> **EXERCISE PROMPT**
The records below need to be restated word for word.

> **INPUT FOR THIS TASK**
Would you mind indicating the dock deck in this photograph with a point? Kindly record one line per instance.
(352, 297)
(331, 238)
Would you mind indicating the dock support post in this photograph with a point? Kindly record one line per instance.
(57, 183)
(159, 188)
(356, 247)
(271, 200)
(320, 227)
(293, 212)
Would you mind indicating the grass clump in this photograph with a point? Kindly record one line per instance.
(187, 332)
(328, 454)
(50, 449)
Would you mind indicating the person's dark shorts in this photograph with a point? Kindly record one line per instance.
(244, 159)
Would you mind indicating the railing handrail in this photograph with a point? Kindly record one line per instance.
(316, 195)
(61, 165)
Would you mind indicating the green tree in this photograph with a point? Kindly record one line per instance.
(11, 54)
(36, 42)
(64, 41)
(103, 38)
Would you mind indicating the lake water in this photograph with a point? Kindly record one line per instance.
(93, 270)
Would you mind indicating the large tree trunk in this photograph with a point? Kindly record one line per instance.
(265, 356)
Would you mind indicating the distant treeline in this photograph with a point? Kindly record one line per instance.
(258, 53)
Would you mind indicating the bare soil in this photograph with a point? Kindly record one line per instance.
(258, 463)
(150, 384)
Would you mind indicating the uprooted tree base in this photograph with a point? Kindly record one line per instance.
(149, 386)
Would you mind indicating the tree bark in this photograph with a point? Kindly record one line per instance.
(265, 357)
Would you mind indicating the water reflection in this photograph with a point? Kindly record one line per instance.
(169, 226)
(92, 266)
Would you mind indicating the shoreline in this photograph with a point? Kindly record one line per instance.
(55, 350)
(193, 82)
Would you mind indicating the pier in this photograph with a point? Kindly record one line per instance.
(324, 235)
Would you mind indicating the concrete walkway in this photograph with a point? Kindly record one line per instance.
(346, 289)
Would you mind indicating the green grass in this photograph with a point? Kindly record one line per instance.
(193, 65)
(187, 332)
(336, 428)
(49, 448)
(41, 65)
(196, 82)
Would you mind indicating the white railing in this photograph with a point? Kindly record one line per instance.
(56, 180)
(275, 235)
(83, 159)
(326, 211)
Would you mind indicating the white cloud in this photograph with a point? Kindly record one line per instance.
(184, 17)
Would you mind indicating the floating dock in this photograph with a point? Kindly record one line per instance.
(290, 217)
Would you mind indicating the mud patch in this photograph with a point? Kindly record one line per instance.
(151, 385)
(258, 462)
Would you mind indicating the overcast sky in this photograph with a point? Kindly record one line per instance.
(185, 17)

> **TASK RESULT**
Would you mind indicating the dock deck in this photograph with a point? Kindly record one line per instance.
(352, 297)
(331, 238)
Would you mind indicating the dock support post in this photograph with a point? Kindly record one line per instance.
(57, 183)
(159, 188)
(356, 247)
(271, 200)
(320, 227)
(293, 212)
Would you mind indicating the grass clump in this photograph with a point? Kindly record one line per instance.
(187, 332)
(328, 454)
(50, 449)
Would you mind indicating the person's dark shorts in this photograph with a point? Kindly record one line per instance.
(244, 159)
Would you mind indicating the railing handrail in this photograph with a point? Kindly record one line per instance.
(316, 195)
(61, 165)
Would you mind indicating the green tree in this photograph with a point? Kindly record one line per instance.
(11, 54)
(36, 42)
(64, 41)
(103, 38)
Would you mind indicating the lake water in this photograph with a point? Kindly record one line per instance.
(93, 270)
Would you mind indicating the large tree trunk in this photograph with a point? Kindly record one line per instance.
(265, 356)
Would you mind indicating the distant treeline in this photograph with a point? Kindly record one line per instance.
(258, 53)
Would you mind indicating the bare soil in this photograph with a point? Kindly record one line per instance.
(258, 463)
(150, 384)
Would you mind indicating the uprooted tree base in this photograph with a point? Kindly record one line per instance.
(149, 386)
Would you mind indicating the tree bark in this photograph with a point? Kindly record one line per instance.
(265, 357)
Would you mind indicating the water reflection in this photograph with a point? Kindly record one line per instance.
(169, 226)
(92, 266)
Would you mind indicating the shoreline in this photograph with a point? Kindly record one line per instance.
(55, 350)
(193, 82)
Would you mind indicating the pier in this photograph with a point? Kindly record one line per instance.
(324, 235)
Would you mind indicating the concrete walkway in this photograph with a point? Kindly record one line per instance.
(346, 289)
Would you mind indicating the green grass in this photograph with a point? Kindly record one line per instance.
(193, 65)
(187, 332)
(336, 428)
(49, 448)
(41, 65)
(196, 82)
Would you mind indicating the white railing in this photograph with a point? Kindly record one line per instance.
(56, 180)
(275, 235)
(83, 159)
(326, 211)
Would you mind indicating the white cloud in this photograph with a point? Kindly record one line per instance.
(184, 17)
Would you mind indicating the floating dock in this photograph with a point? Kindly record one line per instance.
(290, 217)
Would you mind indicating the mud patch in this photograph with a point? Kindly record one line per instance.
(151, 385)
(258, 462)
Would you mind indicating the overcast sky in this photograph with a point? Kindly record one line per instance.
(185, 17)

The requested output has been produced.